Page:
Well, no, we can be quite certain there is no such thing as a singularity. However, the answer cannot be related to pressure, because once you go beyond a certain density, greater pressure simply causes a greater gravitational field, so that collapse becomes inevitable.

The only way this can be resolved is through a quantum theory of gravity.
 
  • #58
Matter is energy... and energy does not, to my knowledge, have the space restrictions matter has.
So when gravity is strong enough then matter turns into energy and can occupy an infinitely small volume. (Where only quantum theory sets a limit.)
 
  • #59
When matter turns into energy it gives off a great deal of heat! Think A-bomb. If a neutron star collapsed to a point by convert into energy the heat released would blow it apart. So I do not think this works.
 
  • #60
PRDan4th said:
When matter turns into energy it gives off a great deal of heat! Think A-bomb. If a neutron star collapsed to a point by convert into energy the heat released would blow it apart. So I do not think this works.

Record set:
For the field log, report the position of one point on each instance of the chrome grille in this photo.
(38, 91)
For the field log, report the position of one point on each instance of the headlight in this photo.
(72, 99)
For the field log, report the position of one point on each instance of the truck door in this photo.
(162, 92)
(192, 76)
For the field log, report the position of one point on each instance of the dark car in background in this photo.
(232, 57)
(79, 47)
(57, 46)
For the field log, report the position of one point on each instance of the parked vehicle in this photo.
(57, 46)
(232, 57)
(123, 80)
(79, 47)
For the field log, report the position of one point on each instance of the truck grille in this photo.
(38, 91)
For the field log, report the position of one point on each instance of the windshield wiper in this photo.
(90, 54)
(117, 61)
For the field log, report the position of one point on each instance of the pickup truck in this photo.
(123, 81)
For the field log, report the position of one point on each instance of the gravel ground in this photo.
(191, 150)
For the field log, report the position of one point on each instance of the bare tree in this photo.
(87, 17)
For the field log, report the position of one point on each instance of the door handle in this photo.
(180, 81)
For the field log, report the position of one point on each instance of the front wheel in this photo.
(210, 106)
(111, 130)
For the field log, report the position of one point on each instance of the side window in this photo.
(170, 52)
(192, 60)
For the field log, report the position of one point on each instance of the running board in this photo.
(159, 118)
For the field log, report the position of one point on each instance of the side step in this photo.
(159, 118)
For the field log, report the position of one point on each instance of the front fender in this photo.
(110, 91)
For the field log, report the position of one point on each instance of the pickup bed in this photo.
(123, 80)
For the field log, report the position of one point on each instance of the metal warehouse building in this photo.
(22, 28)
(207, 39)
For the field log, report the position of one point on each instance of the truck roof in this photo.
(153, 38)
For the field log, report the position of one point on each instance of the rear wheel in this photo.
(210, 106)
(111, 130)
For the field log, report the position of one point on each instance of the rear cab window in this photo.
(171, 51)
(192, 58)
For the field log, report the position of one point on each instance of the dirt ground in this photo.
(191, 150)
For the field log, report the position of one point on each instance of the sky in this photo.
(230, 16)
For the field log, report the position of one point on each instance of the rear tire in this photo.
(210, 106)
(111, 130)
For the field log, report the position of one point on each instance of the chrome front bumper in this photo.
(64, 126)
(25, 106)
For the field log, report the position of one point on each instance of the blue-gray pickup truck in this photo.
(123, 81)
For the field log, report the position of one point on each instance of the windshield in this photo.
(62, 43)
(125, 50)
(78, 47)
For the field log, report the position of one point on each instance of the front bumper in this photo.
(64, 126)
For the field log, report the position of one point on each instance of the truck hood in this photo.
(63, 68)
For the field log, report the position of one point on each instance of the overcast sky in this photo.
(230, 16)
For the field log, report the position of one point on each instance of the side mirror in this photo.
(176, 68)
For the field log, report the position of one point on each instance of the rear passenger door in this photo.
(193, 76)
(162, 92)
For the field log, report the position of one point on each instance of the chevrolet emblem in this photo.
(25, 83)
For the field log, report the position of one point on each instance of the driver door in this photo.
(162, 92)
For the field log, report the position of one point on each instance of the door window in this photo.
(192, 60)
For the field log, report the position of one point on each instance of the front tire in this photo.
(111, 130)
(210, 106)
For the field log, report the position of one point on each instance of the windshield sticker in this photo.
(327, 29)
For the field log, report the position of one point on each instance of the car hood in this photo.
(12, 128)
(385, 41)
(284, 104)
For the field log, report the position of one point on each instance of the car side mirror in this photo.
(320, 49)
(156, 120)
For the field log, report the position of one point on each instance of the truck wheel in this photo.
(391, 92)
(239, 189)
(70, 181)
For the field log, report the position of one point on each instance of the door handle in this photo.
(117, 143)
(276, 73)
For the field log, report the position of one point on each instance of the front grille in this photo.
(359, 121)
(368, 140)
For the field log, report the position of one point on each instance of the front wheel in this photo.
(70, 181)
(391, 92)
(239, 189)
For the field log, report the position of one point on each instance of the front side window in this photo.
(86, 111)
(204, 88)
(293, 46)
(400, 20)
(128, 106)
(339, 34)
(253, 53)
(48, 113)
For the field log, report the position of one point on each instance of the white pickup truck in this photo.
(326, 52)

Short task A:
According to the thread, what is the only way this can be resolved?
Short task B:
Write out the passage of the thread starting at "The only way" and ending at "sets a limit.)".
The entries have no connection to the thread.

Written answer A:
Through a quantum theory of gravity.

Written answer B:
The only way this can be resolved is through a quantum theory of gravity.
 
  • #58
Matter is energy... and energy does not, to my knowledge, have the space restrictions matter has.
So when gravity is strong enough then matter turns into energy and can occupy an infinitely small volume. (Where only quantum theory sets a limit.)